#### GIVEN INFORMATION

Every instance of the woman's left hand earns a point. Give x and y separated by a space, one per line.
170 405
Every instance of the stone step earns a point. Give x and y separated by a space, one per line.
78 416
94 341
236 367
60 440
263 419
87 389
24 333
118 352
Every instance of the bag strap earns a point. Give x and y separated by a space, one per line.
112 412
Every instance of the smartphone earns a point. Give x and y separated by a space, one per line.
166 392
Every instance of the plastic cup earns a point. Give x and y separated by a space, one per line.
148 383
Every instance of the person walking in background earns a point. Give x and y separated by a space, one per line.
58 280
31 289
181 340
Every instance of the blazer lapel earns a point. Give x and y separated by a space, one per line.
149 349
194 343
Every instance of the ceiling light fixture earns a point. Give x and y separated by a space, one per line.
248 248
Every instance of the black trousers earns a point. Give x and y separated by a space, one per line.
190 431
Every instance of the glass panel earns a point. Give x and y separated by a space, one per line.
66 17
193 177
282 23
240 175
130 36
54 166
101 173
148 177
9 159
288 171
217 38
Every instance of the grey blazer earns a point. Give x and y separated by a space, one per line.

########

--- WORK INSTRUCTIONS ---
Write out the data again, exactly and in full.

--- SOLUTION FOR THIS TASK ---
Every instance of the woman's left hand earns a point. Give x and y separated by a space, one per line.
170 405
Every instance of the stone step earns a point. Give x and y separated by a space, one per line.
78 416
94 341
236 367
60 440
263 419
87 389
24 333
118 352
Every instance of the bag strap earns a point. Give x and y separated by a space, one per line.
112 412
Every instance of the smartphone earns a point. Give x and y separated by a space, one per line.
166 392
Every instance of the plastic cup earns a point. Give x and y separated by a space, one per line.
148 383
Every instance of the person walking in background earns a point. Give x and y separated by a space, one per line.
58 280
31 289
181 340
Every instance of the blazer lapel earns a point. Give x and y separated by a space, one per line.
149 349
194 343
Every instance of the ceiling light fixture earns a point. Give x and y separated by a space, one per line.
248 248
Every instance of the black trousers earns a point. Give x and y separated by a space, one per line.
190 431
Every instance of the glass panel earns a point. Give x and y separated by a space, one per line.
66 17
193 177
282 23
240 175
130 36
54 166
101 173
148 177
9 159
288 171
217 38
Every instance of the grey blazer earns a point. Give x and y separated by a space, one per line.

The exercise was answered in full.